Rows from a pointing dataset
_ _ _

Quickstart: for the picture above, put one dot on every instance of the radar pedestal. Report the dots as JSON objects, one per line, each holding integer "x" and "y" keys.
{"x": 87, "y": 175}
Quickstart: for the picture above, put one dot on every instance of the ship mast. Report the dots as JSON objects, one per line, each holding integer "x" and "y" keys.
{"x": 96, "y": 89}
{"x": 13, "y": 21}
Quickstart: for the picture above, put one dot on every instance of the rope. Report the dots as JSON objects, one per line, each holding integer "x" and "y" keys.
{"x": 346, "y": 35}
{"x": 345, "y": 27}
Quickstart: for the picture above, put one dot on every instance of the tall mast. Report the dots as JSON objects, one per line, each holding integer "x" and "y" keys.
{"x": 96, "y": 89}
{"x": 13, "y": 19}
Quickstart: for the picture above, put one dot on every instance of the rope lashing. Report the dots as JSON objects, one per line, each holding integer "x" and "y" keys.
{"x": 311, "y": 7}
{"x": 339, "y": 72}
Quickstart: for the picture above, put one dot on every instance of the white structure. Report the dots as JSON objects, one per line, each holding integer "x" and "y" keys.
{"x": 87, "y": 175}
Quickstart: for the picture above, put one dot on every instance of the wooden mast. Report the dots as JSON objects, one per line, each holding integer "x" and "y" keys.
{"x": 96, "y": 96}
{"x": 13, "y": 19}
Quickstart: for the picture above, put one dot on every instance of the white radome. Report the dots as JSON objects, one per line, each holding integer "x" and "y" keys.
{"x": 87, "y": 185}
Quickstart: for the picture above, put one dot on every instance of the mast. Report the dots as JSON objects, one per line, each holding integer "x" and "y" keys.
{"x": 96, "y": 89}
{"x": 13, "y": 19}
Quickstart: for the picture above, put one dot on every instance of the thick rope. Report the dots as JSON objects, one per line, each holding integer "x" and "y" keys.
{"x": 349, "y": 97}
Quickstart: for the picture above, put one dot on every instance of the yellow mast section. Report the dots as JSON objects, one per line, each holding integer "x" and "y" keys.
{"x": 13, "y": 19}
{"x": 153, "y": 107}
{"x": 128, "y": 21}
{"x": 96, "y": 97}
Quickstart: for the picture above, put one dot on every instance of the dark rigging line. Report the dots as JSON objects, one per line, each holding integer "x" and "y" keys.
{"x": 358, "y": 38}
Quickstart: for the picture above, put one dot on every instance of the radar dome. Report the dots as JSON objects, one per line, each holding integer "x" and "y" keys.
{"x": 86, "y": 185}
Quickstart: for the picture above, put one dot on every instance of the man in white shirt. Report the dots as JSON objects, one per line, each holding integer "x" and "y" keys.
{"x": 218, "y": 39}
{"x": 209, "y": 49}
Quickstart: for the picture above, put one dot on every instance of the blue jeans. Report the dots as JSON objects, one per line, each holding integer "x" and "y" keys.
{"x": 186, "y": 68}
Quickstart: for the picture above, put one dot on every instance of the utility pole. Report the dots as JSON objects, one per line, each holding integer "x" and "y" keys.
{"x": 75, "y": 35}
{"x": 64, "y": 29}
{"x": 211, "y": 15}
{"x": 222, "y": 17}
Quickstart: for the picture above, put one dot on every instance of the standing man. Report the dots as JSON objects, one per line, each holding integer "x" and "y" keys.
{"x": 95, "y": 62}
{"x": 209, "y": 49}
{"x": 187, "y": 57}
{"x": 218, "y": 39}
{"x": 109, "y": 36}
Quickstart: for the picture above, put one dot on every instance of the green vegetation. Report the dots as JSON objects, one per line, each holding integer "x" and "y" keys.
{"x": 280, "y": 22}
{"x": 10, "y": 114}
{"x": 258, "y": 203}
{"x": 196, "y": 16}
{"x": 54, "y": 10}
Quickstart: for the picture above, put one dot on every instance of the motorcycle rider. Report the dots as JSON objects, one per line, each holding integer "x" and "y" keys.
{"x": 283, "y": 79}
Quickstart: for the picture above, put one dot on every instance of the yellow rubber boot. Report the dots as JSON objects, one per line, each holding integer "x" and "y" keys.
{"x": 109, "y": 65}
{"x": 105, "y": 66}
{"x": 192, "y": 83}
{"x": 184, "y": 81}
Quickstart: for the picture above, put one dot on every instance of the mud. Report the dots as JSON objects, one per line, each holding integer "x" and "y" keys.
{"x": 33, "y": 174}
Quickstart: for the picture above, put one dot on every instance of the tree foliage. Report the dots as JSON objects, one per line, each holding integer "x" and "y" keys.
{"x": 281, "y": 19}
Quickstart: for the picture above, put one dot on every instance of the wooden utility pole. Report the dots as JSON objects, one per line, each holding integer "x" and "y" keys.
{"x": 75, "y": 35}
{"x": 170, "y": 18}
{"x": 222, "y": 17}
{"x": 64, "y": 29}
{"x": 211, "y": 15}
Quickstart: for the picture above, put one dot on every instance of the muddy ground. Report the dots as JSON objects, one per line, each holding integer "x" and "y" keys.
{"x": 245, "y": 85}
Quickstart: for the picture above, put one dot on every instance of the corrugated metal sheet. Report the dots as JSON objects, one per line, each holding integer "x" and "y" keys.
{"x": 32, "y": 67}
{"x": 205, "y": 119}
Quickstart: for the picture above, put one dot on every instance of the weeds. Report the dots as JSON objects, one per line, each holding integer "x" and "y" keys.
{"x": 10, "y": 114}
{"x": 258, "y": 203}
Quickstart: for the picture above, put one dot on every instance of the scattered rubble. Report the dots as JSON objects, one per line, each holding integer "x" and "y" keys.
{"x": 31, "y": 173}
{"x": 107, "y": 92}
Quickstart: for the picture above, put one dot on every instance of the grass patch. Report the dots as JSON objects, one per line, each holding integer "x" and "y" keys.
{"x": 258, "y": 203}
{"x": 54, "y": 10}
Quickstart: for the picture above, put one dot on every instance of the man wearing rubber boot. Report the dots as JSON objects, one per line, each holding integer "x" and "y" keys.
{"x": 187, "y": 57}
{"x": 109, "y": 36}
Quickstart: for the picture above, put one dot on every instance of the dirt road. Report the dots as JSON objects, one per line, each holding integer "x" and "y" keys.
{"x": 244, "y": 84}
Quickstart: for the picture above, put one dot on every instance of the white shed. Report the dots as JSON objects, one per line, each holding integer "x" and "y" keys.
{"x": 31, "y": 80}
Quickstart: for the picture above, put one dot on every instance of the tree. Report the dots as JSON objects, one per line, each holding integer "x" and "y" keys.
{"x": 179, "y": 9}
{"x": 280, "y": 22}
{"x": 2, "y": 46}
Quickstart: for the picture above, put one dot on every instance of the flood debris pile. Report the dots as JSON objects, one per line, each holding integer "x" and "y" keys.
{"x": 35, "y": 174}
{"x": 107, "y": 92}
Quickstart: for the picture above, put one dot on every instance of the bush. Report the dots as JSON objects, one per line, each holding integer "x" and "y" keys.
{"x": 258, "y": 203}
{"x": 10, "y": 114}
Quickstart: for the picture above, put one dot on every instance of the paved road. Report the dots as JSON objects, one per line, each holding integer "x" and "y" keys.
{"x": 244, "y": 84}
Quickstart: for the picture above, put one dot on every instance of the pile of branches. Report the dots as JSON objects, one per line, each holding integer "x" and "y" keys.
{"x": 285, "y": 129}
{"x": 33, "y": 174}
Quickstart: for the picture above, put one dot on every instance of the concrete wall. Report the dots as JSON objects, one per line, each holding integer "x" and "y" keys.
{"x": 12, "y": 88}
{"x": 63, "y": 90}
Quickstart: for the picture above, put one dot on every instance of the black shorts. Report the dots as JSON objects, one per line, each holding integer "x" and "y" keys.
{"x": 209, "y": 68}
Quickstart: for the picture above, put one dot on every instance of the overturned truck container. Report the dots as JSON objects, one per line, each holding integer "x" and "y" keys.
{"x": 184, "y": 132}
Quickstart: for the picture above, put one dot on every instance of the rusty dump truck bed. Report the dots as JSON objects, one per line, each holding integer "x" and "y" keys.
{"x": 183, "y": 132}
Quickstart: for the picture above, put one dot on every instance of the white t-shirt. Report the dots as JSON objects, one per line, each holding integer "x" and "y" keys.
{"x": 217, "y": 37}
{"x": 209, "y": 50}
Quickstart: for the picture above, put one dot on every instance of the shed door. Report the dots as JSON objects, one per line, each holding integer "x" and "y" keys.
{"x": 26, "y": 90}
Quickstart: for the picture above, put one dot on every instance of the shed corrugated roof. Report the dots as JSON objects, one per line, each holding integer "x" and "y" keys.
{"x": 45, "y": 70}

_ _ _

◆ **Written problem**: Can you write out the rows again, starting with the line with "the shed corrugated" and going on through the end of the rows, with the requests included and every x and y coordinate in the answers increased by 91?

◆ **Solved problem**:
Quickstart: for the picture above, put one dot on every instance of the shed corrugated roof. Report the dots as JSON objects, one per line, each holding integer "x" and "y" keys.
{"x": 136, "y": 161}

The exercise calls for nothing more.